Extrait de page

En 1917, à Cottlingley, en Angleterre, deux jeunes filles prétendirent avoir réussi à photographier de petites fées près d’une rivière. Quelques années plus tard, Sir Arthur Conan Doyle entendit parler de l’histoire et après avoir vu les clichés, il crut que l’existence des mythiques créatures venait d’être prouvée.
De l’Existence des Fées…
…et autres créatures mythiques
En juillet 1917, son mari étant parti à la guerre, Mme Griffith et sa fille Frances quittèrent l’Afrique du Sud, qu’elles habitaient alors, pour s’installer dans la maison de certains de leurs parents, à Cottingley, en Angleterre. A cette occasion Frances, qui avait 10 ans, dut partager la grande chambre mansardée de sa cousine Elsie Wright, qui en avait 16, et une grande amitié naquit bientôt entre elles. Souvent elles sortaient jouer près de la rivière Beck derrière le jardin et au grand désespoir de leurs mères, elles en revenaient toujours trempées. Personne ne savait vraiment ce qu’elles y faisaient mais quand la question leur était posée, les jeunes filles affirmaient qu’elles allaient au bord de l’eau pour observer les fées qui y vagabondaient.
Bien évidemment, personne ne prêtait attention à leurs histoires de fées, à l’exception de Polly Wright, la mère d’Elsie, qui croyait en la magie et ses mystères. Comme elle était convaincue de leur sincérité, elle demanda à son mari de leur prêter son appareil photo afin, lui expliqua-t-elle, de leur permettre de prouver leurs dires, et si au début il se montra réticent, il finit par y consentir. Un samedi du mois de juillet, Arthur Wright chargea son appareil d’une plaque unique, puis il le confia aux deux demoiselles, qui s’enfuirent en riant, visiblement enchantées. Une trentaine de minutes plus tard elles revinrent du fond du jardin, triomphantes, annonçant fièrement que l’entreprise avait été un succès. M. Wright, qui était un photographe amateur, possédait sa propre chambre noire, aussi put-il développer la photo le jour même. L’image montrait Frances qui posait près d’une cascade, un sourire rêveur sur le visage. Devant elle se trouvaient quatre fées, trois en train de danser et une qui jouait de la flûte. M. Wright, qui connaissait sa fille et qui savait qu’elle avait travaillé pendant quelques temps pour un photographe, décréta alors que les prétendues fées n’étaient des créatures de carton mais l’affaire n’en fut pas terminée pour autant.

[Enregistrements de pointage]
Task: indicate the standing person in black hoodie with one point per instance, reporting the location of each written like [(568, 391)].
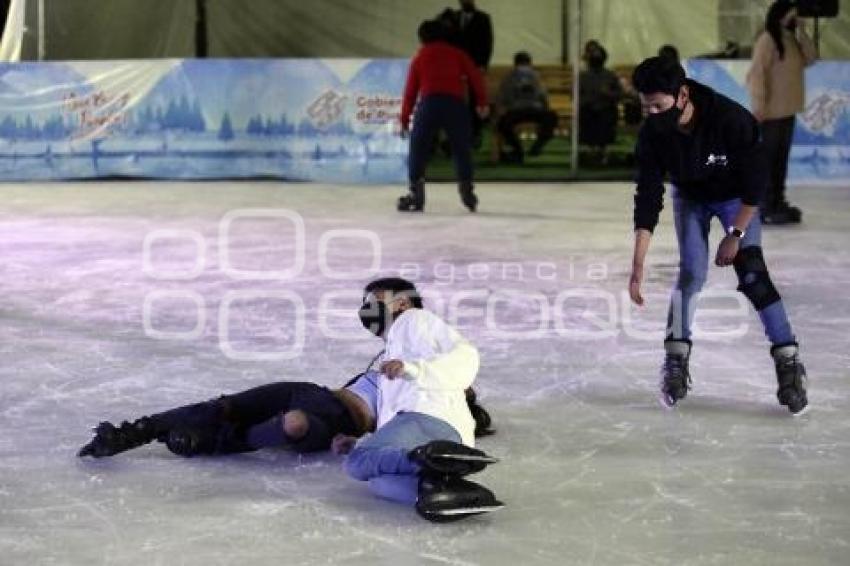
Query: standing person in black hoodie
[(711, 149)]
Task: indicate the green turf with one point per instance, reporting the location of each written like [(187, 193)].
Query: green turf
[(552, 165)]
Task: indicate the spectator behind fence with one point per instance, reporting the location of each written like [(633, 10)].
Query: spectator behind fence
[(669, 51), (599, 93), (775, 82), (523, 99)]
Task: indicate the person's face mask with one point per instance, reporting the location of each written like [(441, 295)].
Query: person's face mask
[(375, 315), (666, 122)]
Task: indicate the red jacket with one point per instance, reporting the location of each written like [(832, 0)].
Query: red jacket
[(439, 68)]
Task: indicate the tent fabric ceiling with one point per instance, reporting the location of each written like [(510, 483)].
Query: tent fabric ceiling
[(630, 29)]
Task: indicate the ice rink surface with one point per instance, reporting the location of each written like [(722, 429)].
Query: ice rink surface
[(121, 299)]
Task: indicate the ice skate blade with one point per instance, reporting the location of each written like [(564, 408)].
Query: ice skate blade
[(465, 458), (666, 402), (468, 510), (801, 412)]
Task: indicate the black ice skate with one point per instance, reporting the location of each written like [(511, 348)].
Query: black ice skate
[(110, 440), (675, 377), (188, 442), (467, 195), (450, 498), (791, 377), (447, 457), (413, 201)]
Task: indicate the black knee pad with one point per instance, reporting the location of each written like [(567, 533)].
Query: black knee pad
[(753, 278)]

Énoncé écrit 1
Relevez toutes les personnes nommées dans l'extrait de page.
Énoncé écrit 2
D'après l'extrait de page, combien de fées apparaissaient sur la photo développée par M. Wright, et que faisaient-elles ?

Sortie attendue 1
- Sir Arthur Conan Doyle
- Mme Griffith
- Frances
- Elsie Wright
- Polly Wright
- Arthur Wright

Sortie attendue 2
Quatre fées : trois dansaient et une jouait de la flûte.